**Work to do:**
Swap "white suv" for "gray suv" in the listing lines from the line with "Can you tell me where the mopar" up to and including the line with "(57, 129), (571, 364)". Give back only those lines, unchanged otherwise.
+++ Supplied records +++
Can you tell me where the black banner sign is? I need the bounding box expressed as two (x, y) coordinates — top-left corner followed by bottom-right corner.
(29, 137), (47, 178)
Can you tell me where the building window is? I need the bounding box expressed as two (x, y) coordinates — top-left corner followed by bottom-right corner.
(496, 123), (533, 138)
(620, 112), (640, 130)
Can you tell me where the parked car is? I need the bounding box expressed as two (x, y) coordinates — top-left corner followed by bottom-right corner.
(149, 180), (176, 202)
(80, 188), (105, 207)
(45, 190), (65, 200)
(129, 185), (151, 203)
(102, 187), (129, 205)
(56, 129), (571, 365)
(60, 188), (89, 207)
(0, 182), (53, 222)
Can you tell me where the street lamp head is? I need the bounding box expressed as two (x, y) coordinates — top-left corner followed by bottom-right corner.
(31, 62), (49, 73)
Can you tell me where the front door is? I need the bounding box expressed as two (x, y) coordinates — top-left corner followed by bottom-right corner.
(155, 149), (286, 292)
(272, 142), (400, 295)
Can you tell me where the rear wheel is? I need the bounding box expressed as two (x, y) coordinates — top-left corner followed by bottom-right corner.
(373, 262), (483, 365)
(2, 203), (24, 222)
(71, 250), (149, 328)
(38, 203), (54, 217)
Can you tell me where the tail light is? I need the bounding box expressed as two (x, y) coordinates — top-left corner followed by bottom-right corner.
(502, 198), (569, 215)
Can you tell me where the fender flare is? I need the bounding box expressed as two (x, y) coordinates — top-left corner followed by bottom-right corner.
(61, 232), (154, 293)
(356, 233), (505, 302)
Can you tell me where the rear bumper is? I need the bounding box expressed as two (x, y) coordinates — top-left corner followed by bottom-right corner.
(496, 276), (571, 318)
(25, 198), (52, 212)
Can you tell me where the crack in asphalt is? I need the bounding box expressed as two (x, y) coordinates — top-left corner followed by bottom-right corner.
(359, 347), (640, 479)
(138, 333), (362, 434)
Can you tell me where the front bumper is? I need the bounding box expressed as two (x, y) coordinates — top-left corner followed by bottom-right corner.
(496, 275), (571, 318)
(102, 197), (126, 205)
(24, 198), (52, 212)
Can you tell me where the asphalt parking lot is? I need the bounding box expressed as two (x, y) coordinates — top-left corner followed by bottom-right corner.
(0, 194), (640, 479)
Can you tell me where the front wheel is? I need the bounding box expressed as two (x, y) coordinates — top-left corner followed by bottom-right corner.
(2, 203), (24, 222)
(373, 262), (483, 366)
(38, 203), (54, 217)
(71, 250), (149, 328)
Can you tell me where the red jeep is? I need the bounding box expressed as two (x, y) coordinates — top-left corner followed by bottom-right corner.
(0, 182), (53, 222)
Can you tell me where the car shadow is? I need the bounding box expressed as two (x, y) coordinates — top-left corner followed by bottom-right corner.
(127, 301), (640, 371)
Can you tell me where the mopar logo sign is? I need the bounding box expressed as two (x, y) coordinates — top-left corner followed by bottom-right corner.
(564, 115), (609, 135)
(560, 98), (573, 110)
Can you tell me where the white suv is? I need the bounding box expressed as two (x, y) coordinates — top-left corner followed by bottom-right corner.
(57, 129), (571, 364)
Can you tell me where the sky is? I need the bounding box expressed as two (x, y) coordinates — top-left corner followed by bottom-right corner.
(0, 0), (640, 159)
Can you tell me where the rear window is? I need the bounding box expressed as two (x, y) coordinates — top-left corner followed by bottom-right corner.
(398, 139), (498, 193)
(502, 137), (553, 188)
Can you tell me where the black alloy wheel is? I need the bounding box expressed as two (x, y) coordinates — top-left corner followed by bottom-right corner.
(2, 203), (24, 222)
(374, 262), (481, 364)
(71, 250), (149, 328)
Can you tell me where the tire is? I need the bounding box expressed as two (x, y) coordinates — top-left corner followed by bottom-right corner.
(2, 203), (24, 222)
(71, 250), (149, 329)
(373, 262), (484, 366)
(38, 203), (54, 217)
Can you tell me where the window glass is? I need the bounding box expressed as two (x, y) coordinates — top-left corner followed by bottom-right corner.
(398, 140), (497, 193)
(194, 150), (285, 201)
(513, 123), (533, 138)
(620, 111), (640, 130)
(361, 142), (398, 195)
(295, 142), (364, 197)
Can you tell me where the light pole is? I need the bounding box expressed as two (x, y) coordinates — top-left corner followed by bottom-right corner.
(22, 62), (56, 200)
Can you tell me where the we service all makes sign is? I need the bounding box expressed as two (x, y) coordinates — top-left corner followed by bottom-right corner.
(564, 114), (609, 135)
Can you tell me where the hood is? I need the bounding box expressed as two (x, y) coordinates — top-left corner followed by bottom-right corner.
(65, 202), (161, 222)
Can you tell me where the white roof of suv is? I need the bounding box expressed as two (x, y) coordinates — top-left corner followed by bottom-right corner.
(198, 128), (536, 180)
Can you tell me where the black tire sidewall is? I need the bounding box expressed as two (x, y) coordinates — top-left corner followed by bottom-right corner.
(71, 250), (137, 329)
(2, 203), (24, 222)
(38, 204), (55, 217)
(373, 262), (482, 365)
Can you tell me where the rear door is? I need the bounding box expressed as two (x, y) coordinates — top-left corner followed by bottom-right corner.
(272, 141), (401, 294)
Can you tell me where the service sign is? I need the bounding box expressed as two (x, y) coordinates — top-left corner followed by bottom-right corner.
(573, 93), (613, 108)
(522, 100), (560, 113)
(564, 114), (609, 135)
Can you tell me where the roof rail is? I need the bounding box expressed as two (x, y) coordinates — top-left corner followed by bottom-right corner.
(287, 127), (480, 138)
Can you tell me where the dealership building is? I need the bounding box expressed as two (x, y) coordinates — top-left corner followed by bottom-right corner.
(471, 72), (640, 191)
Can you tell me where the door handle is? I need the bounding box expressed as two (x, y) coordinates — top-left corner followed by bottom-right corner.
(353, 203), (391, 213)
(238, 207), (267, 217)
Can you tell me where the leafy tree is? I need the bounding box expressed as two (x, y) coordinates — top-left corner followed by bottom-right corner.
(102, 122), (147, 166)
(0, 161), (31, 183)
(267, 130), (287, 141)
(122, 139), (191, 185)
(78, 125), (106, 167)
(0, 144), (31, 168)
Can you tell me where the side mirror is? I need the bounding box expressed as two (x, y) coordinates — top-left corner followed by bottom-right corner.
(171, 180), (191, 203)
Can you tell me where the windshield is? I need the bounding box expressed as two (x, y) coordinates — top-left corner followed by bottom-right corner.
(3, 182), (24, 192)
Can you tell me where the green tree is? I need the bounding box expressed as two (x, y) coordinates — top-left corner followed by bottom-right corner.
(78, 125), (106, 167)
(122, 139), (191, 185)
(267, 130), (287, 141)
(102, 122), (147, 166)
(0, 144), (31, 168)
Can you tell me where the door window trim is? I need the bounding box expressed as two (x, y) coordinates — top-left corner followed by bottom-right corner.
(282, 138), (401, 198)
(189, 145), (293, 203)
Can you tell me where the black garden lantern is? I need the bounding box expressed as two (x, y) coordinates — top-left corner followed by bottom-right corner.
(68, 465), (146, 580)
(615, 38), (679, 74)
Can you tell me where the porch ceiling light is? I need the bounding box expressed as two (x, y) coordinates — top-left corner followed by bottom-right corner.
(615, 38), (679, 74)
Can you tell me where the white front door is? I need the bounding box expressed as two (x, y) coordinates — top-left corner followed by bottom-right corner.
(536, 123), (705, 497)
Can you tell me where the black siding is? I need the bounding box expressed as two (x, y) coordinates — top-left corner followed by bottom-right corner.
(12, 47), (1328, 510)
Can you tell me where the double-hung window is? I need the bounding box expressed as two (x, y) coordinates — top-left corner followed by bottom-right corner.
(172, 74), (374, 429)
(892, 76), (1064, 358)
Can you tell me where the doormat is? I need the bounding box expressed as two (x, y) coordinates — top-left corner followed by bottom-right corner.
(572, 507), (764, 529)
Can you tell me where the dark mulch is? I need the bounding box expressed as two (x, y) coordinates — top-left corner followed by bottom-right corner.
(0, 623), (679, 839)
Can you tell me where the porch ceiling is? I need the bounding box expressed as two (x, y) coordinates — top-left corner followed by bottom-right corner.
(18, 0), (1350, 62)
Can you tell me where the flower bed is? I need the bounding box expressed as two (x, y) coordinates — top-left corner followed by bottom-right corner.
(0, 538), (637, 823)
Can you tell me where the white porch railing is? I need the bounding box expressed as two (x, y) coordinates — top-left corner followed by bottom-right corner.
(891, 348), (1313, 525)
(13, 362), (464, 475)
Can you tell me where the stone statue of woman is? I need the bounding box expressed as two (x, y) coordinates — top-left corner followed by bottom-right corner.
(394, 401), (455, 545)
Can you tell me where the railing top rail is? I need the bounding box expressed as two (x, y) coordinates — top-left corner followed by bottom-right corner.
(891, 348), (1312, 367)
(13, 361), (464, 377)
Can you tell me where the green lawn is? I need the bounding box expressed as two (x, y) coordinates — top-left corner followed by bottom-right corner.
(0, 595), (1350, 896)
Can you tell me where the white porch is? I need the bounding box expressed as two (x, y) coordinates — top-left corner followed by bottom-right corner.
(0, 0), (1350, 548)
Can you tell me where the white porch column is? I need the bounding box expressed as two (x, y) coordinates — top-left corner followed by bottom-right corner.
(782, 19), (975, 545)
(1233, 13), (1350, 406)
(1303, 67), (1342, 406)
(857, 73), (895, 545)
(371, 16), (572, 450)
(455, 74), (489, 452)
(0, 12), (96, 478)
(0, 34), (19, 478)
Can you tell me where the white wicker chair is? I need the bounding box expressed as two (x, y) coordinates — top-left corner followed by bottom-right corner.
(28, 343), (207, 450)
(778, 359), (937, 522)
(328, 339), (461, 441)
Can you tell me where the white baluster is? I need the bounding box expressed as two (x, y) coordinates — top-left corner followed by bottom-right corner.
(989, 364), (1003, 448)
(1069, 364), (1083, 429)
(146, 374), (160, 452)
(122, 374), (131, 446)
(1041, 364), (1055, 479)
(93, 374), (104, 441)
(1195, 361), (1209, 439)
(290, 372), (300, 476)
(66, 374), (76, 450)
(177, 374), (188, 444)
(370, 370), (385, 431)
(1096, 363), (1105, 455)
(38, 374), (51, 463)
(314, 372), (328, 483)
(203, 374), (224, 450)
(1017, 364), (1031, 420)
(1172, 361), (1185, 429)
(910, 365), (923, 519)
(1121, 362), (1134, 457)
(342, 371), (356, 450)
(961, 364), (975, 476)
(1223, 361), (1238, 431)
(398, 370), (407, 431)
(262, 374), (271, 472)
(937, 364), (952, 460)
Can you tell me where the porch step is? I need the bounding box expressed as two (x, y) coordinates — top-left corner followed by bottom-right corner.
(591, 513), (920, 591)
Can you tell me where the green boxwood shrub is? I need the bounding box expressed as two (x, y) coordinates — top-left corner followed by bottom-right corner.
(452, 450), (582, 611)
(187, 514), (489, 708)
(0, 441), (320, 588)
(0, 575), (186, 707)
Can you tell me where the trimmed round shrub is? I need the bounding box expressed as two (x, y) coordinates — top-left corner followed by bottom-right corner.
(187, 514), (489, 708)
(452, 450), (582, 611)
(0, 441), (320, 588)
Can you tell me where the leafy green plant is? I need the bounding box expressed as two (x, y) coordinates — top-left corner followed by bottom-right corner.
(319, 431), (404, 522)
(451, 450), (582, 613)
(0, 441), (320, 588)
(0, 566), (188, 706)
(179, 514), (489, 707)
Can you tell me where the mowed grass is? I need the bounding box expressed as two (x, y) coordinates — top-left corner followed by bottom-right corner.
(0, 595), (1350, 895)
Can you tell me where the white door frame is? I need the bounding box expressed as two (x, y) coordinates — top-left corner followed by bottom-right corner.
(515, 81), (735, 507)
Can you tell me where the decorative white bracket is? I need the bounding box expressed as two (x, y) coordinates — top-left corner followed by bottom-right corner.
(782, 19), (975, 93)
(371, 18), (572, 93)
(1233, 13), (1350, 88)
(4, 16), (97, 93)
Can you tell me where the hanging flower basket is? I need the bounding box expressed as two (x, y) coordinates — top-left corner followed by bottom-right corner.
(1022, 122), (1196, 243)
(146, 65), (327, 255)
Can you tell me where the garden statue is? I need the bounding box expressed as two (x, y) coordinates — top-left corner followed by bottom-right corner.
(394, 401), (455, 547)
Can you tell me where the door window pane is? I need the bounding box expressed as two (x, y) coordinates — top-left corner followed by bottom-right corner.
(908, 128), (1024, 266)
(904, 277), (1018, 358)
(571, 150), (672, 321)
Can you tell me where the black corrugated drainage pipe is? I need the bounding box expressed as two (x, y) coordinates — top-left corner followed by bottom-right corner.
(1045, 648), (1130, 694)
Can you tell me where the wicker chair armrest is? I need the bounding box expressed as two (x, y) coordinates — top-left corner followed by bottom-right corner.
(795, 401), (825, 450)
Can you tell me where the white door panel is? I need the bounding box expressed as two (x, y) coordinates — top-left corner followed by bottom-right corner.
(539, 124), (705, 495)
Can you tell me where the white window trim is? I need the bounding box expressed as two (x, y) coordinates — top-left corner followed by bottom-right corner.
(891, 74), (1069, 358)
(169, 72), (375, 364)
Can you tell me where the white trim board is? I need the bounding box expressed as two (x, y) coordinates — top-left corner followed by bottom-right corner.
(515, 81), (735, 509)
+++
**Answer below:**
Can you tell me where the mopar logo sign is? I need the bounding box expressed as two (x, y) coordinates — top-left corner followed by bottom-right corner.
(564, 115), (609, 135)
(560, 98), (573, 110)
Can you tell me where the gray suv is? I need the bounding box expressed as two (x, y) coordinates — top-left corner followed by bottom-right corner.
(57, 129), (571, 364)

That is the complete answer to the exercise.